• [What you are asked to do] Edit all of the records below by changing every "Expected output" to "Points" and keeping everything else the same. Leave the pictures out of your answer.

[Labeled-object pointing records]
☆ ☆ ☆ ☆

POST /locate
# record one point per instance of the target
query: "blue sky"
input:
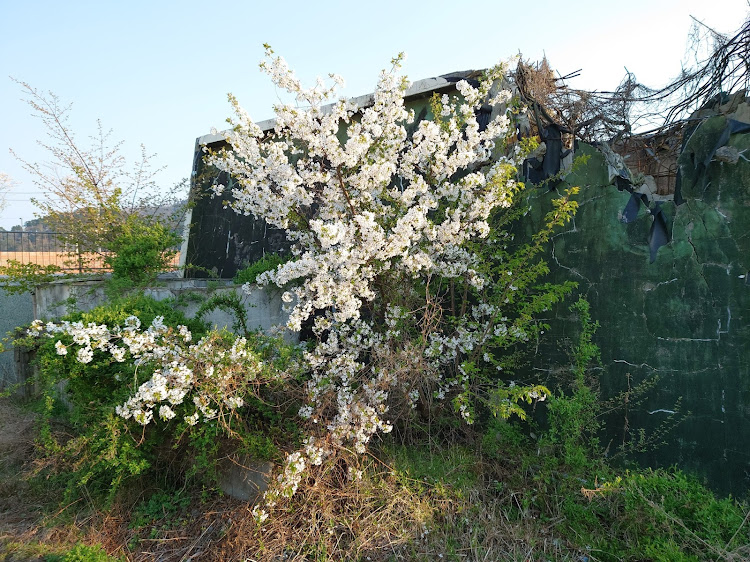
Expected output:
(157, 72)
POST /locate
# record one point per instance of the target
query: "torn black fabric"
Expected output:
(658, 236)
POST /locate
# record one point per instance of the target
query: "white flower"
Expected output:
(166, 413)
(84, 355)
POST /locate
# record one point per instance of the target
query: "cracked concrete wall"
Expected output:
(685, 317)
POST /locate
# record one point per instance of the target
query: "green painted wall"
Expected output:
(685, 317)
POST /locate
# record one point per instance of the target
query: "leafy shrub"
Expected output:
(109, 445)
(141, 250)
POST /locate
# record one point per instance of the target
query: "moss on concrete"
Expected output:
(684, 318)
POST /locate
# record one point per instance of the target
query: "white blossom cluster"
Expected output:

☆ ☆ ☆ ☆

• [Final result]
POST /locate
# record one point per instance of the target
query: "blue sky"
input:
Points:
(157, 72)
POST /locate
# record one point per instance of the target
query: "torn black fabric"
Points:
(658, 236)
POST /locate
# record one point per instance of the target
query: "white flower"
Points:
(166, 413)
(84, 355)
POST /locate
# record one point per instance of the target
query: "cracked concrete wall"
Points:
(685, 317)
POST /locate
# record one point per instance of the target
query: "green painted wall"
Points:
(685, 317)
POST /locate
# record one point per instance of the target
query: "leafy shrub"
Points:
(109, 445)
(141, 250)
POST /locate
# record one point per instance of the target
query: "moss on concrete"
Points:
(684, 318)
POST /locate
# record one point per instance of the target
query: "white blossom cluster"
Points:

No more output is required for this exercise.